** Verilen görev A **
Lütfen aşağıdaki satırlar arasından "every" dizesini içeren her satırı toplayın.

** Sayfa alıntısı **
S A. Hocam.. kadın erkek karışık oturulabilir mi, örneğin ev gezmelerinde filan? Kadın erkek birlikte bir hayata İslâmın bakışı nedir?

*******

Sorunuz “ihtilât” ile alakalı. İhtilât kelime olarak karışma, komplikasyon,  birkaç şeyin birbirine karışması demek. İslâmi ilimler ıstılahında ise ihtilât, erkek ve kadınların birbirine karışması, beraber oturup haşir-neşir olması manasınadır.

İslâm dini yabancı kadın ve erkek ihtilâtını, onların ölçüsüz bir şekilde birbirleriyle haşir-neşir olmalarını tasvip etmemiş, pratik hayatta aralarında daima bir mesafe bırakmış ve iki cinsin ilişkilerinin belli bir ölçü ve disiplin içerisinde olmasını emretmiştir. Çünkü onların ihtilâtından çeşitli kötülükler, hatta aile ve toplum hayatını çökerten zina gibi büyük günahlar da doğabilir. İslâm dini ise umde (ilke-prensip) olarak kötülükleri yasakladığı gibi, ön tedbir olarak kötülüğe vesile olan ve onu tahrik eden durum ve davranışları da yasaklamış ve böylece insanla günah arasına bir mesafe koyarak kötülük yollarını tıkamıştır.

** Kayıtlı bilgiler **
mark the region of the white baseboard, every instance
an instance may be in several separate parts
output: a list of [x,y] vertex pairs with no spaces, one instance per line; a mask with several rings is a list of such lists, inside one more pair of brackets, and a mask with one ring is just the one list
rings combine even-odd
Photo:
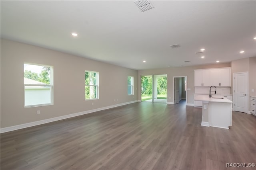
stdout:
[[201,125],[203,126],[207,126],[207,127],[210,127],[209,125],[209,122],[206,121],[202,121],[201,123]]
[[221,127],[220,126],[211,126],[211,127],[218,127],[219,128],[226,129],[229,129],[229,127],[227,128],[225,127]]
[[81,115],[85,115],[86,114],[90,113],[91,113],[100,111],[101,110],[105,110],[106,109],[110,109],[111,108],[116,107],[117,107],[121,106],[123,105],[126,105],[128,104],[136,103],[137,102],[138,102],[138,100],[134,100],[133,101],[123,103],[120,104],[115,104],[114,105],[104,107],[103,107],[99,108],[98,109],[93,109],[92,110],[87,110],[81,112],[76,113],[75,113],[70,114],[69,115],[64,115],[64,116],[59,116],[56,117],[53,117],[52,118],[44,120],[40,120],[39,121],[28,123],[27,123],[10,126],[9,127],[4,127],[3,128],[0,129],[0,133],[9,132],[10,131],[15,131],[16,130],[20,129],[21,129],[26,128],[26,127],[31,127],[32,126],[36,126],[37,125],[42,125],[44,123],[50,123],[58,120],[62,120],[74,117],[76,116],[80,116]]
...
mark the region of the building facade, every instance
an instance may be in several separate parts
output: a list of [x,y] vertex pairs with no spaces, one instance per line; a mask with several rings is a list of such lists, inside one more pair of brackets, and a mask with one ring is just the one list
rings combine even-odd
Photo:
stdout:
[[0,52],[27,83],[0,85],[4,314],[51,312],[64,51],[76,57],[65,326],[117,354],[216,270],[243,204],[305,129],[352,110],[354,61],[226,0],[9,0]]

** Verilen görev B **
Yukarıdaki ihtilât hakkındaki metnin "İslâm dini yabancı" ile başlayıp "kötülük yollarını tıkamıştır." ile biten bölümünü yeniden yazın ve "mesafe" yerine "uzaklık" koyun.

** Görev sonucu A **
mark the region of the white baseboard, every instance
mark the region of the building facade, every instance

** Görev sonucu B **
İslâm dini yabancı kadın ve erkek ihtilâtını, onların ölçüsüz bir şekilde birbirleriyle haşir-neşir olmalarını tasvip etmemiş, pratik hayatta aralarında daima bir uzaklık bırakmış ve iki cinsin ilişkilerinin belli bir ölçü ve disiplin içerisinde olmasını emretmiştir. Çünkü onların ihtilâtından çeşitli kötülükler, hatta aile ve toplum hayatını çökerten zina gibi büyük günahlar da doğabilir. İslâm dini ise umde (ilke-prensip) olarak kötülükleri yasakladığı gibi, ön tedbir olarak kötülüğe vesile olan ve onu tahrik eden durum ve davranışları da yasaklamış ve böylece insanla günah arasına bir uzaklık koyarak kötülük yollarını tıkamıştır.